Print, please, the line that contains "Phrase: blue jeans" and each line after it to the end of the entries, unchanged and with nothing else.

_MATERIAL SUPPLIED_:
[Start of section]

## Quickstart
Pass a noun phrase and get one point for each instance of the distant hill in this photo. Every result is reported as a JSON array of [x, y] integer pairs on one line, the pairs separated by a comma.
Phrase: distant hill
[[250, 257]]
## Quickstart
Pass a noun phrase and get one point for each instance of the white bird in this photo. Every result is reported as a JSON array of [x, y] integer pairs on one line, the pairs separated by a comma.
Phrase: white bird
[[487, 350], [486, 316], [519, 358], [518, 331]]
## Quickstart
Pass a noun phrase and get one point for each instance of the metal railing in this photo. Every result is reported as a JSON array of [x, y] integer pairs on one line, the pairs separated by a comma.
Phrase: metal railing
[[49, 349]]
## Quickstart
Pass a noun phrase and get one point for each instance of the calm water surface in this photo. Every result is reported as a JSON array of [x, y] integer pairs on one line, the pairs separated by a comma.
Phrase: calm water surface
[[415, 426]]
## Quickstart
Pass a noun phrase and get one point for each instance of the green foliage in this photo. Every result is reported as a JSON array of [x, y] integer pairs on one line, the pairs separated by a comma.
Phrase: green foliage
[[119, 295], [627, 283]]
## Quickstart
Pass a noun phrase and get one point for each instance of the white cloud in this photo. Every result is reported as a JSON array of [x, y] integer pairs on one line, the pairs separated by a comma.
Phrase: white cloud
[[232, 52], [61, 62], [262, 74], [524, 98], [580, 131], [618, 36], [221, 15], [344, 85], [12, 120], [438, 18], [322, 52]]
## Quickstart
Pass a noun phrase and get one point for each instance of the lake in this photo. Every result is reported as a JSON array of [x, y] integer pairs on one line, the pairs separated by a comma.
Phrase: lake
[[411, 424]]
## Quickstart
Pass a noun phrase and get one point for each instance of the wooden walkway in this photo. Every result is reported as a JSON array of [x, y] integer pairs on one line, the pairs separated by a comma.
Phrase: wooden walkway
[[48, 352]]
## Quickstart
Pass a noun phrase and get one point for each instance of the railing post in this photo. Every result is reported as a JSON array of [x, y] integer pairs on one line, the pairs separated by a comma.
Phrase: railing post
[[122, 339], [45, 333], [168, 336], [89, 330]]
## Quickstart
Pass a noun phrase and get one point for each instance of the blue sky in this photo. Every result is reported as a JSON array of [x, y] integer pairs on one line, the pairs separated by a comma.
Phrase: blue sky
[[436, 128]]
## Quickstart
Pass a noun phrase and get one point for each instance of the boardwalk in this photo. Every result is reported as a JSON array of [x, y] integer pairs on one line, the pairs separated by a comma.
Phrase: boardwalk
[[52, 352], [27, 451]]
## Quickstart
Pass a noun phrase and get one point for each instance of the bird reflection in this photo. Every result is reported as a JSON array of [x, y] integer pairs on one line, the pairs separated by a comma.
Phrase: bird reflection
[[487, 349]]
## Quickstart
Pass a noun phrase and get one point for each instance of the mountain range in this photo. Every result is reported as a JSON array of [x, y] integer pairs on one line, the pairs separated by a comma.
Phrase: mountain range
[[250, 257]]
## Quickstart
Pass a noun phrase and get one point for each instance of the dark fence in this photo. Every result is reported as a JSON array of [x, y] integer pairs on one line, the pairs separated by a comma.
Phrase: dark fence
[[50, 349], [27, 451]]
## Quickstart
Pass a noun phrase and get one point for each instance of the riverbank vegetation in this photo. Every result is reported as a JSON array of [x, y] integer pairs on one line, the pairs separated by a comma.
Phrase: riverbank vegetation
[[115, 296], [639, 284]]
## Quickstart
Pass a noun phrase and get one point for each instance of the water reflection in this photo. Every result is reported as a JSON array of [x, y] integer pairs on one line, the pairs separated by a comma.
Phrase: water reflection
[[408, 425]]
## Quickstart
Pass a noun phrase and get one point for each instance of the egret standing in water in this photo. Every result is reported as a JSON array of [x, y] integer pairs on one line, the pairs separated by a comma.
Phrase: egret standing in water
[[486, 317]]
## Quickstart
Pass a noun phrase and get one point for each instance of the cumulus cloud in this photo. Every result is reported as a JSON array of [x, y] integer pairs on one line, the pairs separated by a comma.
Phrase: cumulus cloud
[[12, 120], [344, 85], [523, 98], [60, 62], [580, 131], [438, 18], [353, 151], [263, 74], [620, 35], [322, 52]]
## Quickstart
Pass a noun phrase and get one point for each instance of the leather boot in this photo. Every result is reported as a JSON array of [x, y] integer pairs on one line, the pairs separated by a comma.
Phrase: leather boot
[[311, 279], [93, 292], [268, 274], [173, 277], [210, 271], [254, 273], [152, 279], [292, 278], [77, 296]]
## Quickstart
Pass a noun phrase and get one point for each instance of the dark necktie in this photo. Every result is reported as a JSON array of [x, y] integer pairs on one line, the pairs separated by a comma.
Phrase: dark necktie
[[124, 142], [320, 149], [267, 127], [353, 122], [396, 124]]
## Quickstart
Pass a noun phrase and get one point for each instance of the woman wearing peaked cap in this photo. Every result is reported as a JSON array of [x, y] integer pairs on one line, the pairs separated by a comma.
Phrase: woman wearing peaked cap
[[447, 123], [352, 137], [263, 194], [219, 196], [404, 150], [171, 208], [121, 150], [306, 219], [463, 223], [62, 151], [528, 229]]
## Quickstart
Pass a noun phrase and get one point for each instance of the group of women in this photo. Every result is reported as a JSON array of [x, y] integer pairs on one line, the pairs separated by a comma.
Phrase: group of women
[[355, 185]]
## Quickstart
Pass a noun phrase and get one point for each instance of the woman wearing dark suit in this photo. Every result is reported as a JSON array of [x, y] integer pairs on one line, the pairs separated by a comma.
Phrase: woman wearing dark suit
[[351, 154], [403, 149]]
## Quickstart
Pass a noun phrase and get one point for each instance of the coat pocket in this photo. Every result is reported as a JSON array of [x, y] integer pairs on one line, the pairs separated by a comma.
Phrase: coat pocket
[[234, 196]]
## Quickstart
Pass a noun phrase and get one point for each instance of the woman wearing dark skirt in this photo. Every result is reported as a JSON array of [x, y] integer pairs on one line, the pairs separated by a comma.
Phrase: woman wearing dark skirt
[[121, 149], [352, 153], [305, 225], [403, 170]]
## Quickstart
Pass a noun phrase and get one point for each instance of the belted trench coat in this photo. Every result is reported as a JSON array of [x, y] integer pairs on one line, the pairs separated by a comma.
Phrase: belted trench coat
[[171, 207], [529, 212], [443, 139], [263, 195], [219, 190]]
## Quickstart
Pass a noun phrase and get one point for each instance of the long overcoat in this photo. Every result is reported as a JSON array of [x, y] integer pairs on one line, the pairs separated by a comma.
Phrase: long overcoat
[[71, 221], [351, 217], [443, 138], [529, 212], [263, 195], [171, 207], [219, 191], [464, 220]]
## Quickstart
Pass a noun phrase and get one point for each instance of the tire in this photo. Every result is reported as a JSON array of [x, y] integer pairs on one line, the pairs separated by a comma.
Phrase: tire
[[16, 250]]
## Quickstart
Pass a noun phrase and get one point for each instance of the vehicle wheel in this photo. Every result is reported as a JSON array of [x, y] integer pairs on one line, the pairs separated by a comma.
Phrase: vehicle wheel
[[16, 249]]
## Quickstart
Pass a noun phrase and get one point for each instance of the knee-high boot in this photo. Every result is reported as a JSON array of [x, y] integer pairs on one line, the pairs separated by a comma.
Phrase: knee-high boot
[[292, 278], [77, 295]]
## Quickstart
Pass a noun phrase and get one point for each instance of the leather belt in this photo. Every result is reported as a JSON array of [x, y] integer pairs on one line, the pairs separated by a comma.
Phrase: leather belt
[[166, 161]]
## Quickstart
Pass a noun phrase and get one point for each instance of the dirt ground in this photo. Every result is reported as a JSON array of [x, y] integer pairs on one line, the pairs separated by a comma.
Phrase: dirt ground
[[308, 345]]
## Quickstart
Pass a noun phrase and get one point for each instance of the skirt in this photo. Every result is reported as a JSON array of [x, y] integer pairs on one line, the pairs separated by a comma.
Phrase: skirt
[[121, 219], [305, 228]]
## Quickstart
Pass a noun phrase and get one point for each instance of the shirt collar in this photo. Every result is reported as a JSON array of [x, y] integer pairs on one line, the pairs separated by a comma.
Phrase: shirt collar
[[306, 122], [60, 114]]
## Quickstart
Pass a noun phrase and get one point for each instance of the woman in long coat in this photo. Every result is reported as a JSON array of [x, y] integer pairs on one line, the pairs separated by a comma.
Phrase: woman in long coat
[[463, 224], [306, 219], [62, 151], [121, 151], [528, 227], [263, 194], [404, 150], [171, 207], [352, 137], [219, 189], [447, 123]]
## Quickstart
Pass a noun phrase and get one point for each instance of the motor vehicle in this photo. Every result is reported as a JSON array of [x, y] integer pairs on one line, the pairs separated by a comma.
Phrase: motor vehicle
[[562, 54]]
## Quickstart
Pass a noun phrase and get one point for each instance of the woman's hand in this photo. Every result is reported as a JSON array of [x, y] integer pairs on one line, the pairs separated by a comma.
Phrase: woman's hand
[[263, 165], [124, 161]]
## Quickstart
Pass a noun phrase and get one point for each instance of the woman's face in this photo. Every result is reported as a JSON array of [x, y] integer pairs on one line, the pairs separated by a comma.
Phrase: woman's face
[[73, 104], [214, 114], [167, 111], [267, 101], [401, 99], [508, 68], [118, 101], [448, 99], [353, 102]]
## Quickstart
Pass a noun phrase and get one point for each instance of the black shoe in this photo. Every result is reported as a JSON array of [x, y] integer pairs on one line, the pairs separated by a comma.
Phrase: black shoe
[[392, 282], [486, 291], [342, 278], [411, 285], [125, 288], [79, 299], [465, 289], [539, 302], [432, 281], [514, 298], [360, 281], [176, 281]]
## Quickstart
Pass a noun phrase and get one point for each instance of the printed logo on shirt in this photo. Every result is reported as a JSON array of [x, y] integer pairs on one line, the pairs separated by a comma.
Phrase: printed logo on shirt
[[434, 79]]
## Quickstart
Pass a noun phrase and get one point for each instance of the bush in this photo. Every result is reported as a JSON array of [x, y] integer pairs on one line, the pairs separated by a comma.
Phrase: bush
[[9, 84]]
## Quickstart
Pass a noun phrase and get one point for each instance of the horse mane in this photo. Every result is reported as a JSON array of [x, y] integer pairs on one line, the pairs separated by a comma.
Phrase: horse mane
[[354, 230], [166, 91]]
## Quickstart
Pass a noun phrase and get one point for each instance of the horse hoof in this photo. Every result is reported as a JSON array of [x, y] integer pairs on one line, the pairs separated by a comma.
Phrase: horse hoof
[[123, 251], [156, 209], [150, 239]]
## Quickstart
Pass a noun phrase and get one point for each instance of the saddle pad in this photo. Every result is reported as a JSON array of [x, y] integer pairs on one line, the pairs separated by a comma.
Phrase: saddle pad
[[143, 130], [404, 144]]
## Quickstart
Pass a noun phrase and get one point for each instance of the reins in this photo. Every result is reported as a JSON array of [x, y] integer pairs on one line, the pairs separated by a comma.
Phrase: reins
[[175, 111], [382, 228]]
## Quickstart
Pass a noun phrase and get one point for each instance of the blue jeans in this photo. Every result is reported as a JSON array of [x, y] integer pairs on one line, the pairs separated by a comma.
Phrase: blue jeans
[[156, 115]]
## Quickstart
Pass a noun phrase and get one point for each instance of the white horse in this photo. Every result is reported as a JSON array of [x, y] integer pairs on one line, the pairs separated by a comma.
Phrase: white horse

[End of section]

_YOUR RESPONSE_:
Phrase: blue jeans
[[156, 115]]
## Quickstart
Pass a noun phrase and get one point for each instance of the white horse in this photo. Every result is reported as a JSON array of [x, y] integer pairs on one line, the pairs separated by a comma.
Phrase: white horse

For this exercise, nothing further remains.